#### What this task involves
Rewrite every line of the rows below, leaving out the pictures, and multiply each answer coordinate by 1.6 and round it to a whole number with halves rounded up. Change no other numbers, including those in the sample format.

(Object pointing dataset rows)
● ● ● ● ●
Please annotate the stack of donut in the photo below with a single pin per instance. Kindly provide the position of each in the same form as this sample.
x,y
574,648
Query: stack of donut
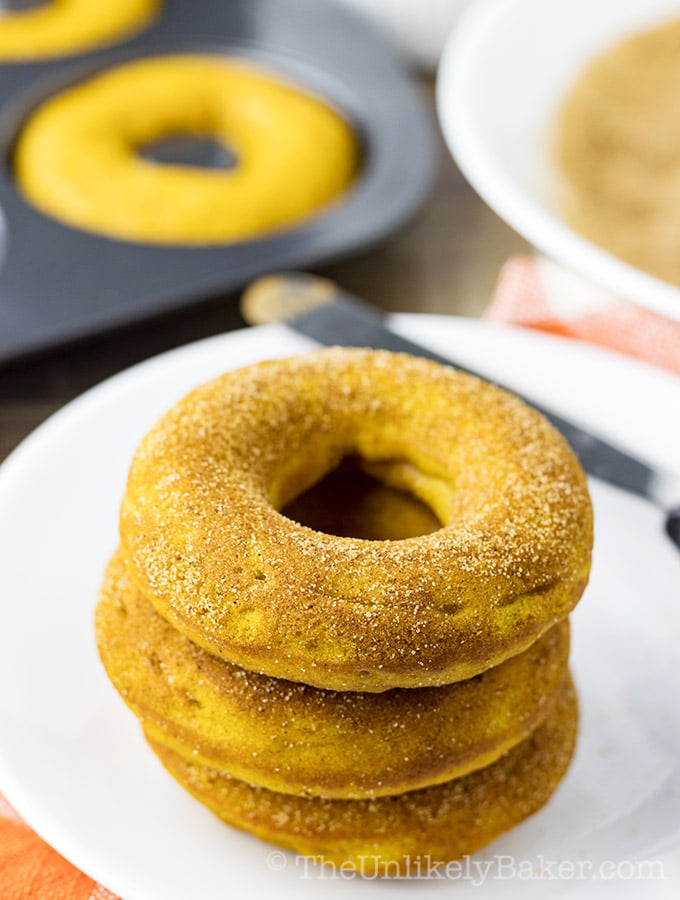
x,y
369,702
● ● ● ● ●
#### Task output
Please annotate the stack of donut in the photo below with a single pin per instance. Kindly provide the position of each in the same form as this sample.
x,y
574,648
Query: stack of donut
x,y
590,1123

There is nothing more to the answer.